Problem description » Locate each line in the entries below that contains the word "water" and copy those lines out in full.

Supplied information »
========================
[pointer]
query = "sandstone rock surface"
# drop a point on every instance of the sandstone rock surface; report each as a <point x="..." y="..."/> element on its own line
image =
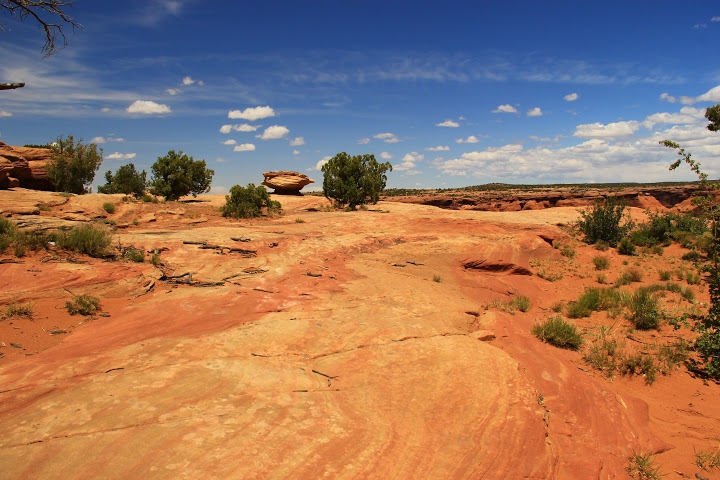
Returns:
<point x="27" y="165"/>
<point x="367" y="369"/>
<point x="286" y="182"/>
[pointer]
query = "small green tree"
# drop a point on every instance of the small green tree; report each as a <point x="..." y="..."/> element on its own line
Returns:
<point x="248" y="202"/>
<point x="355" y="180"/>
<point x="126" y="180"/>
<point x="604" y="222"/>
<point x="73" y="164"/>
<point x="708" y="343"/>
<point x="176" y="175"/>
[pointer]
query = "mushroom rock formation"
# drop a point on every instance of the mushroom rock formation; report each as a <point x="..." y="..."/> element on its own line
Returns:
<point x="26" y="164"/>
<point x="286" y="182"/>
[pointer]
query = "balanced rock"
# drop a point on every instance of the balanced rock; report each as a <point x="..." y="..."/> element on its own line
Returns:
<point x="27" y="165"/>
<point x="286" y="182"/>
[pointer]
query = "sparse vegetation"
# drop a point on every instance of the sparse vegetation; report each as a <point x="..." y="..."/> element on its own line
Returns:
<point x="354" y="180"/>
<point x="83" y="305"/>
<point x="109" y="207"/>
<point x="601" y="262"/>
<point x="642" y="466"/>
<point x="176" y="175"/>
<point x="559" y="333"/>
<point x="90" y="239"/>
<point x="249" y="202"/>
<point x="73" y="165"/>
<point x="605" y="221"/>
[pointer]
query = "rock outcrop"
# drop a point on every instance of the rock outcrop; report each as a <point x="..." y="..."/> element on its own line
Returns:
<point x="25" y="167"/>
<point x="286" y="182"/>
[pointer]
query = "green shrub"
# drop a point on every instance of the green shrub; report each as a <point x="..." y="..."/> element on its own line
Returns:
<point x="126" y="180"/>
<point x="83" y="305"/>
<point x="73" y="165"/>
<point x="248" y="202"/>
<point x="601" y="262"/>
<point x="559" y="333"/>
<point x="639" y="364"/>
<point x="521" y="303"/>
<point x="89" y="239"/>
<point x="644" y="312"/>
<point x="109" y="207"/>
<point x="605" y="221"/>
<point x="626" y="247"/>
<point x="16" y="310"/>
<point x="354" y="180"/>
<point x="176" y="175"/>
<point x="593" y="300"/>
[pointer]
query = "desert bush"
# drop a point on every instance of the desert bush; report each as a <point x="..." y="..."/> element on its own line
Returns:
<point x="639" y="364"/>
<point x="642" y="466"/>
<point x="89" y="239"/>
<point x="521" y="303"/>
<point x="593" y="300"/>
<point x="83" y="305"/>
<point x="17" y="310"/>
<point x="73" y="164"/>
<point x="643" y="307"/>
<point x="109" y="207"/>
<point x="605" y="221"/>
<point x="248" y="202"/>
<point x="601" y="262"/>
<point x="126" y="180"/>
<point x="354" y="180"/>
<point x="176" y="175"/>
<point x="626" y="247"/>
<point x="559" y="333"/>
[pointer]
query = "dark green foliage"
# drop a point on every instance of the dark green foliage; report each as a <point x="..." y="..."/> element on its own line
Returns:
<point x="626" y="247"/>
<point x="558" y="332"/>
<point x="83" y="305"/>
<point x="354" y="181"/>
<point x="248" y="202"/>
<point x="89" y="239"/>
<point x="177" y="175"/>
<point x="126" y="180"/>
<point x="73" y="164"/>
<point x="644" y="312"/>
<point x="605" y="221"/>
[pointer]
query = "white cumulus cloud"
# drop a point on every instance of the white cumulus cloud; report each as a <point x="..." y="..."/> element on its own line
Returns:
<point x="387" y="137"/>
<point x="505" y="109"/>
<point x="147" y="107"/>
<point x="244" y="147"/>
<point x="470" y="139"/>
<point x="252" y="113"/>
<point x="121" y="156"/>
<point x="611" y="130"/>
<point x="535" y="112"/>
<point x="273" y="133"/>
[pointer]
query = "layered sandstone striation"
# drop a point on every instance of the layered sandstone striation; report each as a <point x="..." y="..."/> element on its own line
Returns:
<point x="285" y="182"/>
<point x="24" y="167"/>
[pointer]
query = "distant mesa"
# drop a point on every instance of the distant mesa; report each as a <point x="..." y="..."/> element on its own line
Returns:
<point x="286" y="182"/>
<point x="25" y="167"/>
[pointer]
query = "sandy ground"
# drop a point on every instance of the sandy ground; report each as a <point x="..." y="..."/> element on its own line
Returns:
<point x="369" y="344"/>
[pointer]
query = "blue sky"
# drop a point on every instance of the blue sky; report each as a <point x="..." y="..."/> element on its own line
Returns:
<point x="451" y="93"/>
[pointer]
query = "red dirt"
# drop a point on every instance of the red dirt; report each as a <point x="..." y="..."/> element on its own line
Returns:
<point x="340" y="360"/>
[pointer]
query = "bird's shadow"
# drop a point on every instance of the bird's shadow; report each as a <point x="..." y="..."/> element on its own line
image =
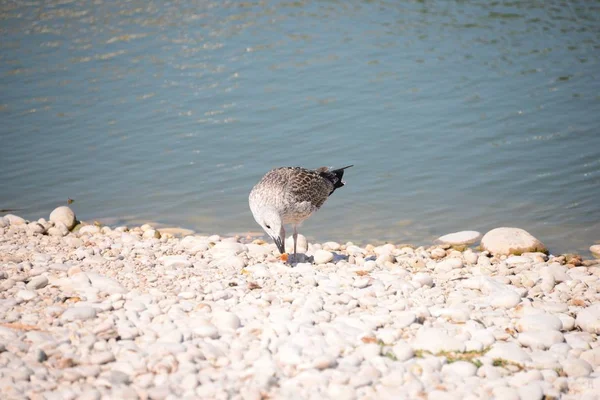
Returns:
<point x="294" y="259"/>
<point x="298" y="258"/>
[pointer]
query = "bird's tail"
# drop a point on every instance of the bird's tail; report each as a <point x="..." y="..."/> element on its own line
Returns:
<point x="334" y="176"/>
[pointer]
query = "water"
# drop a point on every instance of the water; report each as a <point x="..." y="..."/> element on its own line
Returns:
<point x="457" y="115"/>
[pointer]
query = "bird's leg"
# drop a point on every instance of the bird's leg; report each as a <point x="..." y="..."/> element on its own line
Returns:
<point x="295" y="239"/>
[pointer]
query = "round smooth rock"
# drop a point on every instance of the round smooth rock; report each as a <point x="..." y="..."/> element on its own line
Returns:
<point x="89" y="229"/>
<point x="460" y="238"/>
<point x="175" y="261"/>
<point x="539" y="322"/>
<point x="78" y="313"/>
<point x="588" y="319"/>
<point x="37" y="282"/>
<point x="14" y="219"/>
<point x="323" y="256"/>
<point x="403" y="351"/>
<point x="595" y="250"/>
<point x="540" y="339"/>
<point x="506" y="241"/>
<point x="64" y="215"/>
<point x="226" y="321"/>
<point x="508" y="351"/>
<point x="463" y="369"/>
<point x="26" y="295"/>
<point x="575" y="368"/>
<point x="504" y="299"/>
<point x="436" y="340"/>
<point x="531" y="391"/>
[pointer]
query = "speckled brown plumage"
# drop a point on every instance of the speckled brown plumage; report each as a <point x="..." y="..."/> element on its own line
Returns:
<point x="296" y="192"/>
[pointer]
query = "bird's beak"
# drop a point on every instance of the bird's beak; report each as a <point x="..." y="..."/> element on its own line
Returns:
<point x="279" y="243"/>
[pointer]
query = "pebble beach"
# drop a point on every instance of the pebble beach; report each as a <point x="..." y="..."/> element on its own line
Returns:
<point x="98" y="312"/>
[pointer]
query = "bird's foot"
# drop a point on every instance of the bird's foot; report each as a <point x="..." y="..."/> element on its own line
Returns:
<point x="297" y="258"/>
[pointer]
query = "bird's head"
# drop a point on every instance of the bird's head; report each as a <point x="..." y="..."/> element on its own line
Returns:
<point x="271" y="222"/>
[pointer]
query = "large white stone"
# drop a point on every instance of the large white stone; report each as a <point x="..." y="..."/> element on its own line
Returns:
<point x="14" y="219"/>
<point x="509" y="352"/>
<point x="78" y="313"/>
<point x="64" y="215"/>
<point x="105" y="284"/>
<point x="595" y="250"/>
<point x="588" y="319"/>
<point x="539" y="322"/>
<point x="175" y="261"/>
<point x="323" y="257"/>
<point x="460" y="238"/>
<point x="436" y="340"/>
<point x="505" y="241"/>
<point x="543" y="339"/>
<point x="575" y="368"/>
<point x="462" y="369"/>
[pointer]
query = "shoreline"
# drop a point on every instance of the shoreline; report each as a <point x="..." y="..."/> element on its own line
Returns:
<point x="136" y="313"/>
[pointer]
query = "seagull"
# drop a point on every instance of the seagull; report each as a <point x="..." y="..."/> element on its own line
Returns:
<point x="289" y="195"/>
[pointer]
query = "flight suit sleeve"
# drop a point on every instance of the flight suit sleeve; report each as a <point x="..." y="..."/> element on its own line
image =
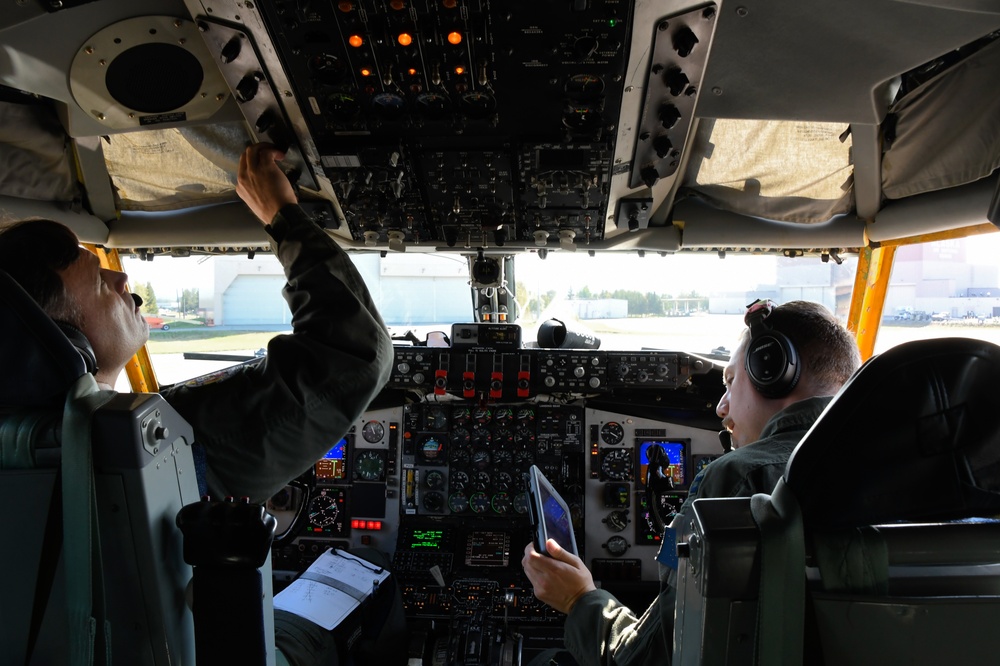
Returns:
<point x="601" y="631"/>
<point x="263" y="424"/>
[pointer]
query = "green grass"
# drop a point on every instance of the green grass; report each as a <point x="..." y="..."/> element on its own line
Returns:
<point x="209" y="340"/>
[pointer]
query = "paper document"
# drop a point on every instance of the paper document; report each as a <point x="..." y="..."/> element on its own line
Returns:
<point x="333" y="586"/>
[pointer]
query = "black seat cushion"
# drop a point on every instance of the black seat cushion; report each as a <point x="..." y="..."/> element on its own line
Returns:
<point x="913" y="436"/>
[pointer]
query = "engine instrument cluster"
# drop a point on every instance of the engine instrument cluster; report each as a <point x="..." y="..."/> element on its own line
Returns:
<point x="436" y="481"/>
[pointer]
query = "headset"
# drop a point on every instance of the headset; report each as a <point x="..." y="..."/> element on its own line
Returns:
<point x="82" y="344"/>
<point x="772" y="363"/>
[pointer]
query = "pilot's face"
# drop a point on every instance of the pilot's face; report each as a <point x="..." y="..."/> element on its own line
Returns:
<point x="744" y="411"/>
<point x="101" y="307"/>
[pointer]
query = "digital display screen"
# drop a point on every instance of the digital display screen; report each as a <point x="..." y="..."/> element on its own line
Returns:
<point x="426" y="539"/>
<point x="557" y="521"/>
<point x="327" y="512"/>
<point x="487" y="549"/>
<point x="675" y="470"/>
<point x="561" y="160"/>
<point x="331" y="465"/>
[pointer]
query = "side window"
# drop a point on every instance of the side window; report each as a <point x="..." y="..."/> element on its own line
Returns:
<point x="943" y="289"/>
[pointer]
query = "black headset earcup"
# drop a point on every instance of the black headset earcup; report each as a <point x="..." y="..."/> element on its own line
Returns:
<point x="772" y="364"/>
<point x="82" y="344"/>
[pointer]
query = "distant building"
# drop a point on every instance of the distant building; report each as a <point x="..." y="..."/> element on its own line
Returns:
<point x="409" y="289"/>
<point x="600" y="308"/>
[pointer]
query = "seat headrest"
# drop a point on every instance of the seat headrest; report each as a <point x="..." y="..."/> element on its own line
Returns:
<point x="914" y="435"/>
<point x="39" y="362"/>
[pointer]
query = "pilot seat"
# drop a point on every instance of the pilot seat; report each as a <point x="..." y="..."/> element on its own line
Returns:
<point x="91" y="482"/>
<point x="878" y="545"/>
========================
Complete response »
query = "water"
# drop a point on every instance of the water; report each as a <point x="..." y="..."/> element on its own line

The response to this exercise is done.